- **Records to process**:
⟨
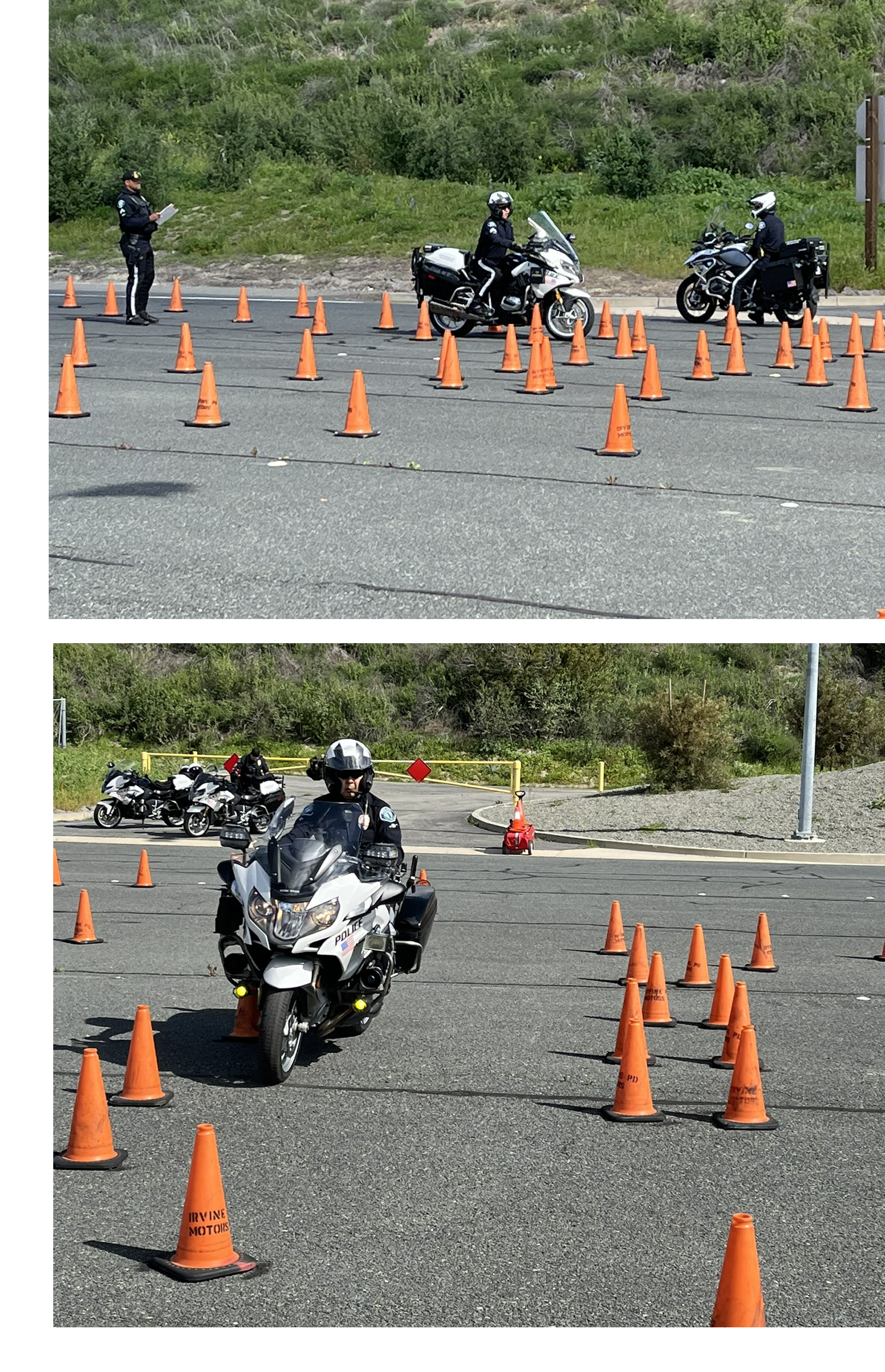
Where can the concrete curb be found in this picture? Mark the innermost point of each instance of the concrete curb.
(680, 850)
⟩
⟨
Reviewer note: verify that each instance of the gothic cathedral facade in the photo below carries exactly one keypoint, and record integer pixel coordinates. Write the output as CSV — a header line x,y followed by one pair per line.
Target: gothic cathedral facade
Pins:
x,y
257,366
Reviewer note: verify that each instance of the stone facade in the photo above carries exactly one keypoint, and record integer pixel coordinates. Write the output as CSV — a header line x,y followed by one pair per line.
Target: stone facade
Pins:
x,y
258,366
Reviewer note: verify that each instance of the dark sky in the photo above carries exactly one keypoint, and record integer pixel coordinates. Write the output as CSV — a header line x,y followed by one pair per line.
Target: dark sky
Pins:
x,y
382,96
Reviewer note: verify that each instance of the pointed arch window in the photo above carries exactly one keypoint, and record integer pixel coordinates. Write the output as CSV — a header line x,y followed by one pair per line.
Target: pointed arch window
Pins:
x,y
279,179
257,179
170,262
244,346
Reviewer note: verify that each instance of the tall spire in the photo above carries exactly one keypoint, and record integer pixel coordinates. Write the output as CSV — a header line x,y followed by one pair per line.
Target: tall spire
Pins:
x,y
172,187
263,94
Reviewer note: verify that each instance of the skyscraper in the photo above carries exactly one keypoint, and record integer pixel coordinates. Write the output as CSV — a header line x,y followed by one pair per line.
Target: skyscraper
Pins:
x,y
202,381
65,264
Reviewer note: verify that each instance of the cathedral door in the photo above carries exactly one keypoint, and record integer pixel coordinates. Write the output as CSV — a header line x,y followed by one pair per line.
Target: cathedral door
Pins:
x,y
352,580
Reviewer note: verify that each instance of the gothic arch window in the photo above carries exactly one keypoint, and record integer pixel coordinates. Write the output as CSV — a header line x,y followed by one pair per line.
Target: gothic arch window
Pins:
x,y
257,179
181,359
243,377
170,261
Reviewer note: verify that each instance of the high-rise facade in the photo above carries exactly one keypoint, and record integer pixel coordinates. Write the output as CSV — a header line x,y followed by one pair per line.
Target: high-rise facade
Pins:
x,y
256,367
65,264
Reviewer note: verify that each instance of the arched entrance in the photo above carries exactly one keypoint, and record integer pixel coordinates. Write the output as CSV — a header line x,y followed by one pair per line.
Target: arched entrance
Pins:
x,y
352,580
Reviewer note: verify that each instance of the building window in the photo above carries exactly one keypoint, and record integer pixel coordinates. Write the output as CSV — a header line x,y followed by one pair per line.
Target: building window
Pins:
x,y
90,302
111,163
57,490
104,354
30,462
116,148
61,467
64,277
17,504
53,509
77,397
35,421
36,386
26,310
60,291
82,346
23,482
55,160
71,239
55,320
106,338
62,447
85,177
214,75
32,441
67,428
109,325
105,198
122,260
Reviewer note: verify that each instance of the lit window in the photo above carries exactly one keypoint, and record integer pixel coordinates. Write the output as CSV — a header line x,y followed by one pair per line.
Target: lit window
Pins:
⟩
- **What the task asks**:
Return every line of the records in which the word "pointed" is found.

- **Problem solution**:
Reviewer note: verify that each instance of the pointed arch window in the photo above carries exactly one keypoint, and record integer pixel coordinates. Write the output as CSV — a header line x,y followed by one pair per line.
Target: pointed arch window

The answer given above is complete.